### Data extracts
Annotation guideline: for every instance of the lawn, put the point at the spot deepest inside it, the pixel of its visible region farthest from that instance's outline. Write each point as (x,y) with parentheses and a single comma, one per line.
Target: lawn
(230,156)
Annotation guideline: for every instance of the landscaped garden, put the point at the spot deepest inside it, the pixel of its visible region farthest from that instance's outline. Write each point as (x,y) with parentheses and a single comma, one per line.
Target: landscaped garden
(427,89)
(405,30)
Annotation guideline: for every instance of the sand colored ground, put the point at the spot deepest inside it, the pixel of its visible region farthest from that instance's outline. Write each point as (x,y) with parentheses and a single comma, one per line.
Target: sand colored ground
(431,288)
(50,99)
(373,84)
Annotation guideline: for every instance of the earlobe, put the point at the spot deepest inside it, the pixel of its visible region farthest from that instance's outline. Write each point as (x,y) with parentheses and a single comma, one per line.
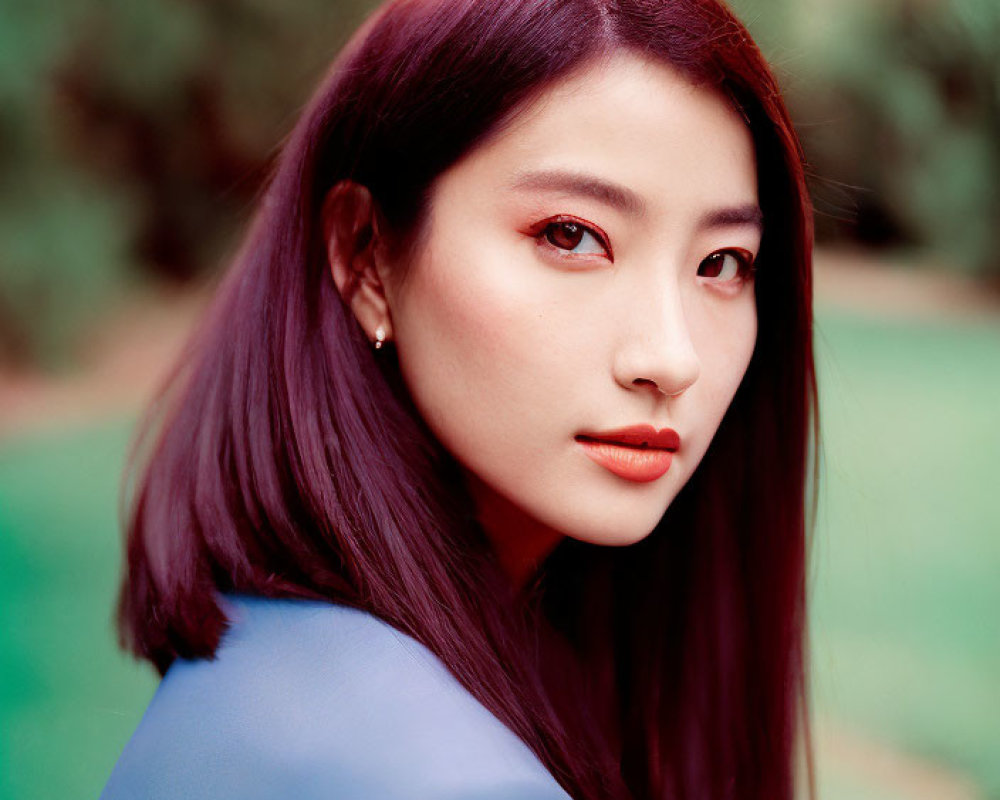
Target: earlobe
(352,237)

### Task
Could you reproduce all of the data above exactly and skip any image?

### Response area
Annotation guideline: for every instance of the lawn, put the point at the spot deepest inside it, the pixel of its visible region farthest from that instance's outline. Write each point as (x,y) with parentheses and a single comma, one per line.
Target: lawn
(230,156)
Annotation guideline: for every instance of the landscaped garden, put the point at the spot deepest inside it, the pixel of its visible region farthest from that instance's outline. Write each point as (x,y) with parentheses and a single comma, one per line.
Target: landscaped garden
(427,89)
(405,30)
Annotation guideline: for every instance of the sand colored ground, put the point at the spot deepest inside it, the pixel of its visible region farthest from that instance's outline. Write each point as (x,y) with parentheses and a single comma, one per line.
Target: sand colored ground
(431,288)
(50,99)
(373,84)
Annotation guideline: for every instance of the earlobe, put the point at the spot deepest inside it, the pixel of its visible region farthest from that instance's outline. Write each point as (x,y) with parentheses and a single comma, one per line.
Target: earlobe
(352,237)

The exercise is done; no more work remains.